Aus dieser Situation erwächst der Schule eine erhöhte Verantwortung für
dieses Kulturgut. Verbindliche Aufgabe der Schule ist es daher, in den dafür
geeigneten Fächern Kenntnisse über niederdeutsche Literatur und Sprache zu
vermitteln und die durch das Niederdeutsche geprägten Lebensbereiche in den
Unterricht einzubeziehen.
Daneben soll die Schule die Fähigkeit, niederdeutsch zu sprechen, fördern und
zum Gebrauch der niederdeutschen Sprache ermuntern: Hierfür bieten sich
insbesondere Arbeitsgemeinschaften an.
Für eine Beschäftigung mit dem Niederdeutschen im Unterricht spricht
weiterhin: Kenntnisse in der niederdeutschen Sprache erweitern das
Sprachvermögen. Gerade im Vergleich zum Hochdeutschen kann sich die Fähigkeit
entwickeln, einfache, überschaubare Sätze zu bilden und anschauliche und
gegenständliche Wörter zu wählen. Kenntnisse des Niederdeutschen erleichtern
den Zugang zu anderen Sprachen, wie z. B. dem Englischen. Sie vertiefen das
Verständnis für die heimatliche Geschichte und Kultur.
Niederdeutsch kann und soll nicht als eigenes Fach oder mit einem Stundenanteil
in der Stundentafel ausgewiesen werden. Die durch das Niederdeutsche geprägte
Kultur muß durchgängiges Unterrichtsprinzip in schleswig-holsteinischen
Schulen werden. Daneben besteht auch die Möglichkeit, Arbeitsgemeinschaften
einzurichten.
Eine Arbeitsgruppe, bestehend aus Lehrerinnen und Lehrern aus Schulen und
Hochschulen und aus Personen, die sich in besonderer Weise in Schleswig-Holstein
für die Pflege und Erhaltung der niederdeutschen Sprache und des
niederdeutschen Kulturguts einsetzen, soll dafür sowie für die Lehrerbildung
und Lehrerfortbildung Vorschläge erarbeiten.

* * * * * * * * *

▶ [Arbeitsauftrag]: Schreiben Sie aus dem Text über das Niederdeutsche in der Schule den Abschnitt von "Daneben soll die" bis einschließlich "Geschichte und Kultur." wortgetreu ab.

▶ [Auflistung]:

* * * * * * * * *

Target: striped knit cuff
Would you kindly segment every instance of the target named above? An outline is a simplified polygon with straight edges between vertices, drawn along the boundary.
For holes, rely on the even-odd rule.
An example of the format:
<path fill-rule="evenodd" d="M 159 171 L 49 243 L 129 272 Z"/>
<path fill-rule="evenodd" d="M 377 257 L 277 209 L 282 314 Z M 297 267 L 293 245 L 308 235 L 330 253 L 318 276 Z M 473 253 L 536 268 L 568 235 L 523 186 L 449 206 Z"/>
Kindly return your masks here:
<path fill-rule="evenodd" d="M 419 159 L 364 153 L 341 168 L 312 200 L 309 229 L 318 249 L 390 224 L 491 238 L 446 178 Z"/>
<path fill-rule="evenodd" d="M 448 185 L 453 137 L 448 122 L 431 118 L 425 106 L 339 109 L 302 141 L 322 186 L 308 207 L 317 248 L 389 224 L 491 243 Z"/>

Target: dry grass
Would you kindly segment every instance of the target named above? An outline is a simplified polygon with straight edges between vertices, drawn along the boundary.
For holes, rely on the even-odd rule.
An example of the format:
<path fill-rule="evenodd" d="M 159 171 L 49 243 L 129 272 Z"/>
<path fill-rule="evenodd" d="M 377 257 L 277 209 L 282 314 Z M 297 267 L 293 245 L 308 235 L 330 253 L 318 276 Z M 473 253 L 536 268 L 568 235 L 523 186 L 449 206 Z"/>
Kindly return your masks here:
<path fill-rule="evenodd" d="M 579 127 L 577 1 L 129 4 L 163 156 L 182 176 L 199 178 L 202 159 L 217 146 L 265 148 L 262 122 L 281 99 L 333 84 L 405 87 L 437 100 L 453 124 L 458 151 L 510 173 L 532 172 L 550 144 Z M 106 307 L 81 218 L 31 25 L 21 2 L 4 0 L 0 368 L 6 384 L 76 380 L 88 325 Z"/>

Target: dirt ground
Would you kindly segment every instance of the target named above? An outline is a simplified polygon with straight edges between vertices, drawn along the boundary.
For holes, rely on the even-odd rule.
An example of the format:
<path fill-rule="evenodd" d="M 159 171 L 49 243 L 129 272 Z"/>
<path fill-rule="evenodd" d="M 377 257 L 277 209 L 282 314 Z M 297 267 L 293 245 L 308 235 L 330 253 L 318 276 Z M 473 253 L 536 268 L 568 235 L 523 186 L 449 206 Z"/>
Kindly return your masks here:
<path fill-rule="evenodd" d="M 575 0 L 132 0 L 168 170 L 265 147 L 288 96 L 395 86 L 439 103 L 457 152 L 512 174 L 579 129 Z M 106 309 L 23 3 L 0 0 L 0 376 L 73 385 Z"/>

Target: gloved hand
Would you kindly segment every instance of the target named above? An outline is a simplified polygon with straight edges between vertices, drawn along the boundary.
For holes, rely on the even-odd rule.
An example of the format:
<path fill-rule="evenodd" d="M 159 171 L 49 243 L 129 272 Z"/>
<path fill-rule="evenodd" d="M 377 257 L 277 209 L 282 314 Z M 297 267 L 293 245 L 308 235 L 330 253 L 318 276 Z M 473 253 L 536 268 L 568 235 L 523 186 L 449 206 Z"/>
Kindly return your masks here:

* * * * * * * * *

▶ [Lösung]:
Daneben soll die Schule die Fähigkeit, niederdeutsch zu sprechen, fördern und
zum Gebrauch der niederdeutschen Sprache ermuntern: Hierfür bieten sich
insbesondere Arbeitsgemeinschaften an.
Für eine Beschäftigung mit dem Niederdeutschen im Unterricht spricht
weiterhin: Kenntnisse in der niederdeutschen Sprache erweitern das
Sprachvermögen. Gerade im Vergleich zum Hochdeutschen kann sich die Fähigkeit
entwickeln, einfache, überschaubare Sätze zu bilden und anschauliche und
gegenständliche Wörter zu wählen. Kenntnisse des Niederdeutschen erleichtern
den Zugang zu anderen Sprachen, wie z. B. dem Englischen. Sie vertiefen das
Verständnis für die heimatliche Geschichte und Kultur.